─── Input for this task

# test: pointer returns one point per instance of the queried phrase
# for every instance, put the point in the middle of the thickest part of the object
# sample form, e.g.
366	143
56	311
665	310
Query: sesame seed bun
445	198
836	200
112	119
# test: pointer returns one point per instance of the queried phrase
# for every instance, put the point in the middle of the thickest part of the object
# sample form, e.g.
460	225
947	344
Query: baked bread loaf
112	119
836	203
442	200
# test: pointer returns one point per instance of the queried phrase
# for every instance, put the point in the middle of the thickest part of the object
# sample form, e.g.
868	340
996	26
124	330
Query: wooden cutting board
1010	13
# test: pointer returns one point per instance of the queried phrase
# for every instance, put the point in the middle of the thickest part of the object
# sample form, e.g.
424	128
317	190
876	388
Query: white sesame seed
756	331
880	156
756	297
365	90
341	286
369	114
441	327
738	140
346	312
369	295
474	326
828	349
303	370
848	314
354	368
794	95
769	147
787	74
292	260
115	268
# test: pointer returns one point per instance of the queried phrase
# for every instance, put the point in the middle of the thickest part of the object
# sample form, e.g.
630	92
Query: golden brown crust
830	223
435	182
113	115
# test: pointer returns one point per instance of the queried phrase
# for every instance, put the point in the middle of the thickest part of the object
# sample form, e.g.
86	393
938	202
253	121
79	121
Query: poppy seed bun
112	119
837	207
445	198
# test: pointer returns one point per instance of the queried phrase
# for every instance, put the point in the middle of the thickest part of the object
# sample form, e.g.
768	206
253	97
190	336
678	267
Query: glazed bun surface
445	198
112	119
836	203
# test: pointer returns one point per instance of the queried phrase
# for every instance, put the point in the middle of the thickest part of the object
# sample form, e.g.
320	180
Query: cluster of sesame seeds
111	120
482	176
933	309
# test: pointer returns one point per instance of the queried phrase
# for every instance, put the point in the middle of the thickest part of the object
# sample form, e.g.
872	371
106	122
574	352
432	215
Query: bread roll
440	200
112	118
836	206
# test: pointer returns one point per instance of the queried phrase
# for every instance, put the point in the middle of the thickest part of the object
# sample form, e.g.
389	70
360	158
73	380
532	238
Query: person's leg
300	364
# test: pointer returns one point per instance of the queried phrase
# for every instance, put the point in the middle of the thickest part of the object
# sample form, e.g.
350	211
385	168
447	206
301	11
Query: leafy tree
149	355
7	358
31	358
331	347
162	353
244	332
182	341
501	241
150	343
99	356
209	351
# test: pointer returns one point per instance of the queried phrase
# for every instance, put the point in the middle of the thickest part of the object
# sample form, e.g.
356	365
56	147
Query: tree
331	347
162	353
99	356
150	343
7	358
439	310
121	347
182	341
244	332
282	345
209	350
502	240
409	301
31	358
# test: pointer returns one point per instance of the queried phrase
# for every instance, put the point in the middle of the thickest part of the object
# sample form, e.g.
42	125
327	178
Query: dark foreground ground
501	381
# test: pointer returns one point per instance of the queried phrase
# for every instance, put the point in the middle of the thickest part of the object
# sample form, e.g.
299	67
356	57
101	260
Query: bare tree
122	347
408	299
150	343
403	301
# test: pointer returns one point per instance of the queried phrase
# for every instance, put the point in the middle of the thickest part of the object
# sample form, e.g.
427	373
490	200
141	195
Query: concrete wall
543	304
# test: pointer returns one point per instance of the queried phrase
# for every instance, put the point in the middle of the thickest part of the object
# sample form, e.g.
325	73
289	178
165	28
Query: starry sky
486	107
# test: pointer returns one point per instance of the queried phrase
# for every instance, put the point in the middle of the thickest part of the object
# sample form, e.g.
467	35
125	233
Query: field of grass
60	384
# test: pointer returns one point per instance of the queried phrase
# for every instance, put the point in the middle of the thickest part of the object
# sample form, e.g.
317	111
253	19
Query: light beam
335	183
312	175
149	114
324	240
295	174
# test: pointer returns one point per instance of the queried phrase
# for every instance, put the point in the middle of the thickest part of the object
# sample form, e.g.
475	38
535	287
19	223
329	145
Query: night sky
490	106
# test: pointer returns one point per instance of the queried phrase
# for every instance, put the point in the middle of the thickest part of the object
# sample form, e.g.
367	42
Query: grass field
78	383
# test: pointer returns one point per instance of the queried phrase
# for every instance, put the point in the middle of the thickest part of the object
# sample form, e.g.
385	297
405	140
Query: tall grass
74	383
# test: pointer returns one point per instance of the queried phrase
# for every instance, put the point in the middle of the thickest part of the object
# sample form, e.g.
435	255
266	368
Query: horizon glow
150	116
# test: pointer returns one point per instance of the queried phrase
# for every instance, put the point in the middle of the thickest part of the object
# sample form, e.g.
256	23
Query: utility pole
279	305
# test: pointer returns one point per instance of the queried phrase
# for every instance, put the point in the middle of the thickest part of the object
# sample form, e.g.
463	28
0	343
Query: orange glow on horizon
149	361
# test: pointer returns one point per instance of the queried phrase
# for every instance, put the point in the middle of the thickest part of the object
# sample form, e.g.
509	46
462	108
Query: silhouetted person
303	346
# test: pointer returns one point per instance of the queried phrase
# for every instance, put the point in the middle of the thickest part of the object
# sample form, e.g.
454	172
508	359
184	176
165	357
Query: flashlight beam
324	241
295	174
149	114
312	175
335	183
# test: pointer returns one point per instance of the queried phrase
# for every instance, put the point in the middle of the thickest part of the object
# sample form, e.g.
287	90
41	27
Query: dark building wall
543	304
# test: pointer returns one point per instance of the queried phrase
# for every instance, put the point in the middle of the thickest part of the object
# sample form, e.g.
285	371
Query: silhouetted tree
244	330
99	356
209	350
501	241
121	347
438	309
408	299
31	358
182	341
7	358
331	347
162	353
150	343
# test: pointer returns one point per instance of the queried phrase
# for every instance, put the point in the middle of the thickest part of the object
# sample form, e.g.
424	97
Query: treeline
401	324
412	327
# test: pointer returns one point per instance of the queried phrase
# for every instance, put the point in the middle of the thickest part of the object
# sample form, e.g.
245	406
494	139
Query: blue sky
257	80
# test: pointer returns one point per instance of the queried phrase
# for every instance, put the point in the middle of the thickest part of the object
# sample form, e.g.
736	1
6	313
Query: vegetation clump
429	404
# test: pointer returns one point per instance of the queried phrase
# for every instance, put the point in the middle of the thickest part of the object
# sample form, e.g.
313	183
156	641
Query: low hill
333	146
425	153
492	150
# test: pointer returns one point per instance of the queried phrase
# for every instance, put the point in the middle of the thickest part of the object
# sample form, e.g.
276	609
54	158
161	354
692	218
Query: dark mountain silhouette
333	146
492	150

──────

Please give all of the entries again, exactly as written.

# test: pointer returns one point per instance of the queried phrase
# for every instance, put the point in the middle of the thickest part of the object
# sample form, e.g.
366	143
56	311
665	310
Query: sesame seed bun
445	198
836	200
112	119
# test: pointer returns one point per instance of the queried phrase
# for every instance, put the point in the middle of the thickest part of the object
# sample form, e.g.
460	225
947	344
Query: baked bread loaf
112	119
836	203
442	200
# test: pointer returns one point per instance of the queried phrase
# for every instance, put the point in the middle of the thickest part of the object
# sample form, e.g.
868	340
996	26
124	330
Query: wooden cutting board
1010	13
# test: pointer returns one point per instance of the queried phrase
# for every instance, put the point in the middle of the thickest part of the object
# sample form, e.g.
424	128
317	190
876	388
Query: white sesame seed
756	331
880	156
756	297
365	90
341	286
369	114
441	327
738	140
346	312
369	295
474	326
828	349
303	370
848	314
354	368
794	95
769	147
787	74
292	260
115	268
# test: pointer returns one point per instance of the queried phrase
# for every instance, put the point in the middle of the thickest part of the object
# sample form, e.g.
630	92
Query: golden brown crust
830	223
435	182
113	115
# test: pointer returns one point per instance of the queried phrase
# for every instance, put the point in the middle of the thickest part of the object
# sample form, e.g.
86	393
938	202
253	121
79	121
Query: poppy seed bun
112	119
837	207
445	198
# test: pointer returns one point per instance of the queried phrase
# for every instance, put the point in the middle of the thickest part of the object
# sample form, e.g.
768	206
253	97
190	336
678	267
Query: glazed bun surface
445	198
112	119
836	203
# test: pointer returns one point per instance of the queried phrase
# for every instance, put the point in the middle of the thickest part of the object
# sample form, e.g.
320	180
Query: cluster of sesame seeds
111	120
482	176
933	309
# test: pointer returns one point per instance of the queried phrase
# for every instance, put the point in the middle of the thickest part of the object
# sample form, e.g.
872	371
106	122
574	352
432	215
Query: bread roll
440	200
112	118
836	206
# test: pointer returns one point per instance of the queried phrase
# for every instance, put the point in the middle of the thickest part of the object
# sample form, e.g.
389	70
360	158
73	380
532	238
Query: person's leg
300	364
# test: pointer returns one point per instance of the queried phrase
# for every instance, put the point in the middle of the thickest part of the object
# sample form, e.g.
350	211
385	168
447	206
301	11
Query: leafy tree
149	355
7	358
31	358
331	347
162	353
244	332
182	341
501	241
150	343
99	356
209	351
# test: pointer returns one point per instance of the queried phrase
# for every instance, put the point in the middle of the thickest part of the object
# sample form, e.g.
356	365
56	147
Query: tree
331	347
162	353
99	356
150	343
7	358
439	310
121	347
182	341
244	332
282	345
209	350
502	240
409	301
31	358
# test: pointer returns one point per instance of the queried phrase
# for every instance, put the point in the middle of the thickest part of the object
# sample form, e.g.
42	125
327	178
Query: dark foreground ground
501	381
# test: pointer returns one point per instance of the queried phrase
# for every instance, put the point in the middle of the thickest part of the object
# sample form, e.g.
299	67
356	57
101	260
Query: bare tree
122	347
408	299
150	343
403	301
# test: pointer returns one point per instance of the queried phrase
# for every instance, put the point in the middle of the thickest part of the object
# sample form, e.g.
427	373
490	200
141	195
Query: concrete wall
543	304
# test: pointer returns one point per instance of the queried phrase
# for every instance, put the point in the middle of the thickest part of the object
# sample form, e.g.
325	73
289	178
165	28
Query: starry sky
486	107
# test: pointer returns one point per instance of the queried phrase
# for every instance, put the point in the middle of the thickest part of the object
# sample form, e.g.
467	35
125	233
Query: field of grass
60	384
# test: pointer returns one point per instance of the queried phrase
# for every instance, put the point in the middle of the thickest part of the object
# sample form, e.g.
317	111
253	19
Query: light beam
335	183
312	175
149	114
324	240
295	174
# test: pointer returns one point per instance of the queried phrase
# for every instance, put the point in the middle of the thickest part of the object
# sample form, e.g.
475	38
535	287
19	223
329	145
Query: night sky
490	106
# test: pointer returns one point per instance of the queried phrase
# for every instance, put the point in the middle of the thickest part of the object
# sample form, e.g.
367	42
Query: grass field
78	383
# test: pointer returns one point per instance of the queried phrase
# for every instance, put the point in the middle of the thickest part of the object
# sample form, e.g.
385	297
405	140
Query: tall grass
74	383
# test: pointer returns one point per instance of the queried phrase
# for every instance, put the point in the middle of the thickest part of the object
# sample form, e.g.
435	255
266	368
Query: horizon glow
150	116
# test: pointer returns one point per instance of the queried phrase
# for every instance, put the point in the middle of the thickest part of the object
# sample form, e.g.
256	23
Query: utility pole
279	305
# test: pointer returns one point per instance of the queried phrase
# for every instance, put the point in the middle of the thickest part of the object
# sample form, e.g.
463	28
0	343
Query: orange glow on horizon
149	361
# test: pointer returns one point per instance of the queried phrase
# for every instance, put the point in the middle of the thickest part of the object
# sample form, e.g.
509	46
462	108
Query: silhouetted person
303	346
# test: pointer returns one point per instance of the queried phrase
# for every instance, put the point in the middle of the thickest part of the object
# sample form, e.g.
454	172
508	359
184	176
165	357
Query: flashlight beam
324	241
295	174
149	114
312	175
335	183
# test: pointer returns one point per instance of the queried phrase
# for every instance, put the point in the middle of the thickest part of the object
# sample form, e.g.
287	90
41	27
Query: dark building wall
543	304
# test: pointer returns one point per instance of the queried phrase
# for every instance, put the point in the middle of the thickest part of the object
# sample form, e.g.
285	371
Query: silhouetted tree
244	330
99	356
209	350
501	241
121	347
438	309
408	299
31	358
182	341
7	358
331	347
162	353
150	343
# test: pointer returns one point per instance of the queried phrase
# for every instance, put the point in the middle of the thickest part of the object
# sample form, e.g.
424	97
Query: treeline
401	324
412	327
# test: pointer returns one point per instance of the queried phrase
# for every instance, put the point in the middle of the thickest part of the object
# sample form, e.g.
245	406
494	139
Query: blue sky
257	80
# test: pointer returns one point per instance of the queried phrase
# for every instance, put the point in the middle of the thickest part of the object
# sample form, e.g.
736	1
6	313
Query: vegetation clump
429	404
# test: pointer returns one point per instance of the queried phrase
# for every instance, put the point in the middle of the thickest part of the object
# sample form, e.g.
313	183
156	641
Query: low hill
333	146
425	153
492	150
# test: pointer returns one point per instance of the queried phrase
# for every instance, put the point in the middle of the thickest part of the object
# sample form, e.g.
276	609
54	158
161	354
692	218
Query: dark mountain silhouette
333	146
492	150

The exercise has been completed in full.